Excerpt to read:
★ ★ ★ ★ ★

+ German Morphology
All human languages face the same problems, but solve them
differently. Disambiguating the exact relations between phrases can be
done in different ways; every language must adopt one or more of
different methods:
- words can be inflected, i.e. slightly changed, often at the end, to reflect systematically different usages. Example: `bist' refers to the hearer while `ist' refers to a third party. `laudat' talks about one actor, `laudant' about several.
- the order of words can be considered meaningful. `Bob loves Alice' and `Alice loves Bob' mean different things.
- different words can be selected to indicate relations. A Japanese clerk will use different words for `phone' in the sentence `Please phone us' and `We'll phone you'.
- dedicated special-purpose words can be used as markers. Many languages express spatial relationships with prepositions; other relationships can also be marked with special particles.
Note that the intrinsic meaning of words also helps very much in
disambiguation (a newspaper can publish an article but not vice
versa), but this happens independently of the surface form of an
utterance.

★ ★ ★ ★ ★

(Items from a labeling collection)

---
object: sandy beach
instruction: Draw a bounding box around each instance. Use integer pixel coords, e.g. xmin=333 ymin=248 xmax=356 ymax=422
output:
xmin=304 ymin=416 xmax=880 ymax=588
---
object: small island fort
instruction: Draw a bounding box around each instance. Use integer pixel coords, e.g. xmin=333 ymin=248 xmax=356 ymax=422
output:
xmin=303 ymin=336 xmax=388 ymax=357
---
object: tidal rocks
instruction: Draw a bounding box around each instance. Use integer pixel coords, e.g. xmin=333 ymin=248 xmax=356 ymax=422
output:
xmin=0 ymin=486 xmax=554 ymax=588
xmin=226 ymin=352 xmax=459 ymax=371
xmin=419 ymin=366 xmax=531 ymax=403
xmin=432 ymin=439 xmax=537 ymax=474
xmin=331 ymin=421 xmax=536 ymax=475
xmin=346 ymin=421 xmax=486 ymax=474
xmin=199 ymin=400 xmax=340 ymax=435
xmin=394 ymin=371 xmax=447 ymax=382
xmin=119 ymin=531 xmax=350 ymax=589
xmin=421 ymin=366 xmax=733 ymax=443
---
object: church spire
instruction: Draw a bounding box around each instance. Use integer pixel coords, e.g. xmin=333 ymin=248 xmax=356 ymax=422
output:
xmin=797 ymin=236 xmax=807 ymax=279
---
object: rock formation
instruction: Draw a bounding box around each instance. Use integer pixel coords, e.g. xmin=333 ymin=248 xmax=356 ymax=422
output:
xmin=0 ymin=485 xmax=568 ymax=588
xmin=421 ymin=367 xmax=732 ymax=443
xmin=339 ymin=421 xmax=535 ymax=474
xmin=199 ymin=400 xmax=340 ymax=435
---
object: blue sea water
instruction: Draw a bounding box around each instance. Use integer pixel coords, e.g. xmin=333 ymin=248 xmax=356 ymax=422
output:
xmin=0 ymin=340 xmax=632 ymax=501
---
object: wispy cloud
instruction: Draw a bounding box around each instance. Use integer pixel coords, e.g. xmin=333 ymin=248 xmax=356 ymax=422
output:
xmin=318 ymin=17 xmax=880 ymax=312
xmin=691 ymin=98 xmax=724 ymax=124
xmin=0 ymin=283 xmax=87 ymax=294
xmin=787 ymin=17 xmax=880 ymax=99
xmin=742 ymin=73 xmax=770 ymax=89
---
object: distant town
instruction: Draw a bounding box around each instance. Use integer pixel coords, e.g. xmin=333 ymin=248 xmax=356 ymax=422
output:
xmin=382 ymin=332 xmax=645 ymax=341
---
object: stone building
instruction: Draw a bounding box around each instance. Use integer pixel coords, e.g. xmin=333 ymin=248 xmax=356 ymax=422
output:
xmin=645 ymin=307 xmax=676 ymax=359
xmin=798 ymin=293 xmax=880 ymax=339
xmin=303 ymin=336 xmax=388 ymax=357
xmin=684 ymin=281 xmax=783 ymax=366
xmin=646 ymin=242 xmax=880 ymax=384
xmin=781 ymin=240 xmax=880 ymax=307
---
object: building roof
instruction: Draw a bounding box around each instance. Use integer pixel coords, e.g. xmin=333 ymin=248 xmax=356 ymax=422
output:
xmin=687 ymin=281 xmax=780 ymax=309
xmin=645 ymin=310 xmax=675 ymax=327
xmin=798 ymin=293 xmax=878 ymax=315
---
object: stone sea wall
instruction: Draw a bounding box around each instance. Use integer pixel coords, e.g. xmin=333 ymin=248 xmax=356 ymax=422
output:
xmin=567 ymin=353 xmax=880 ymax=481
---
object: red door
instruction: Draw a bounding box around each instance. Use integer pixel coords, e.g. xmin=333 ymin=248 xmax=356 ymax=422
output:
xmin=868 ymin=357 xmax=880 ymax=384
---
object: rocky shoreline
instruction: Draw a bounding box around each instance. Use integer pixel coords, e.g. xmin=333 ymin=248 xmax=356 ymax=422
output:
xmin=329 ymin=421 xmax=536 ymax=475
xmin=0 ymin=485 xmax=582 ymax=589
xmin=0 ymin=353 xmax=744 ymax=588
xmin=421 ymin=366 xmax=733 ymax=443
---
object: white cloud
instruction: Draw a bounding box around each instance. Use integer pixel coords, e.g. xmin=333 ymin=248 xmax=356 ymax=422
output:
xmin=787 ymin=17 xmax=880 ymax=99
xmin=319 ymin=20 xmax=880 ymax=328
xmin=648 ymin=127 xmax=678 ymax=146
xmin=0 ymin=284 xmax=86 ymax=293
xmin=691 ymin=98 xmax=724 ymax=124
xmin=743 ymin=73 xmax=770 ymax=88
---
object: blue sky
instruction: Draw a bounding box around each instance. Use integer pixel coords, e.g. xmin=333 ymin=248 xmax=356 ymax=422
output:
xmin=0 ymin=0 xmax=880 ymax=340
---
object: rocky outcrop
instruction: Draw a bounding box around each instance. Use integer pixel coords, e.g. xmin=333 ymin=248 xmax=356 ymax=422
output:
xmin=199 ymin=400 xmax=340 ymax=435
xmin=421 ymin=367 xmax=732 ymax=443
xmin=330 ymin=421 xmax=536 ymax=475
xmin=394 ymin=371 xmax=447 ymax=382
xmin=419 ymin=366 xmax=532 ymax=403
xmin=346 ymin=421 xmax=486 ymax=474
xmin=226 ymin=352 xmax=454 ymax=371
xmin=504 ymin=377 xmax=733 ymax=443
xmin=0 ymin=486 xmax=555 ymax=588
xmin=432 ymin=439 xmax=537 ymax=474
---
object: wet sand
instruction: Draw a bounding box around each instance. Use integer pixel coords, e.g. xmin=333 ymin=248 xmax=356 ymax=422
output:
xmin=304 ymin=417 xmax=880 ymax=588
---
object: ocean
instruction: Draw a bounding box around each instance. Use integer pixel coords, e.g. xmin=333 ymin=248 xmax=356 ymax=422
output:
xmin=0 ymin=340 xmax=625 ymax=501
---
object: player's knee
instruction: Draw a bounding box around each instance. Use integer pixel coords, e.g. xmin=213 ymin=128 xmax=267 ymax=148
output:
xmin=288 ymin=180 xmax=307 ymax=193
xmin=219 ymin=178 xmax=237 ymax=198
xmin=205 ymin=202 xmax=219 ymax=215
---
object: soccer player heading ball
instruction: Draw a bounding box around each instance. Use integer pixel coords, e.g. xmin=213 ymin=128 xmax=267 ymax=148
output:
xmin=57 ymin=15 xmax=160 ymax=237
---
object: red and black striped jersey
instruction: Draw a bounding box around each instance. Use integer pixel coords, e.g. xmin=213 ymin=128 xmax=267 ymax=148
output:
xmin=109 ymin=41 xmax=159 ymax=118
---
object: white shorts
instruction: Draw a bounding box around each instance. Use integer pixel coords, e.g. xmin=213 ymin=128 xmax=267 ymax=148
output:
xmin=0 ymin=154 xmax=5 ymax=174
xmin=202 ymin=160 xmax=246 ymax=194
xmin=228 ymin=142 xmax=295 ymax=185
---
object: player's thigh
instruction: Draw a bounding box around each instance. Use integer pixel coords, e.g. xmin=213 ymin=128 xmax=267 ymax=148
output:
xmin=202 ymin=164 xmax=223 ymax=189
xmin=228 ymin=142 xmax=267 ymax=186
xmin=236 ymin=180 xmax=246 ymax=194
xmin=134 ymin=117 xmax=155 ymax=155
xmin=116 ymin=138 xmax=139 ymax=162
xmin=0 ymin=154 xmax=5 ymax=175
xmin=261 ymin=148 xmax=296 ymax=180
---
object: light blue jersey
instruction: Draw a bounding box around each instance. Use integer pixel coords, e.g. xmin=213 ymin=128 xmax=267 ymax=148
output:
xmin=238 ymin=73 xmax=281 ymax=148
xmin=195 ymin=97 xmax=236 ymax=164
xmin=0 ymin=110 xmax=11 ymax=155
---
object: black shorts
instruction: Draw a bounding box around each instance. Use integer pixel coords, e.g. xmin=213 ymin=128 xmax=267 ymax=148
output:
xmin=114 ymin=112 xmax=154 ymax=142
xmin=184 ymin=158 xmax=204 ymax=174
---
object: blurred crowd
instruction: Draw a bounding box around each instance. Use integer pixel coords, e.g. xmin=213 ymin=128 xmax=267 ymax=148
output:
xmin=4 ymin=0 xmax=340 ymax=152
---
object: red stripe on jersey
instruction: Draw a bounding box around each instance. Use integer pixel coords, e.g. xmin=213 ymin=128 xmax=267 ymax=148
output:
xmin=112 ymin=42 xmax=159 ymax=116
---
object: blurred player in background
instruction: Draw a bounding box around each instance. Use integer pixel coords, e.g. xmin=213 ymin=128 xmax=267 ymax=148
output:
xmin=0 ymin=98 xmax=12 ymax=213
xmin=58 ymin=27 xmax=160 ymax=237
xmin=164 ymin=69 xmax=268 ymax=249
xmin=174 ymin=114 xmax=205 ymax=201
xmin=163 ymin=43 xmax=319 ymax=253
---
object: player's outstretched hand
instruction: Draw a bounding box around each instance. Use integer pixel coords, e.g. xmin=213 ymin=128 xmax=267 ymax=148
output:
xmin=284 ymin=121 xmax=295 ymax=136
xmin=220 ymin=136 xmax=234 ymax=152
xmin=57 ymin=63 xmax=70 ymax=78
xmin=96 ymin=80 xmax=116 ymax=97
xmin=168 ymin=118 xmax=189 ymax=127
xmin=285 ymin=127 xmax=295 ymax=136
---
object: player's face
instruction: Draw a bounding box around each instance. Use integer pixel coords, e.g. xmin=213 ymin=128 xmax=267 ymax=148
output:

★ ★ ★ ★ ★

Tasks to complete:
a – Answer these about the passage on German morphology:
(i) Who does `bist' refer to?
(ii) Which two sentences show that word order can carry meaning?
(iii) What example is given of a word's intrinsic meaning aiding disambiguation?
b – Reproduce the part of the passage on German morphology starting at "- dedicated special-purpose" and ending at "with special particles.".
The listing is separate material and has no connection to the passage on German morphology.

Response list:
a –
(i) The hearer.
(ii) `Bob loves Alice' and `Alice loves Bob'.
(iii) A newspaper can publish an article but not vice versa.

b –
- dedicated special-purpose words can be used as markers. Many languages express spatial relationships with prepositions; other relationships can also be marked with special particles.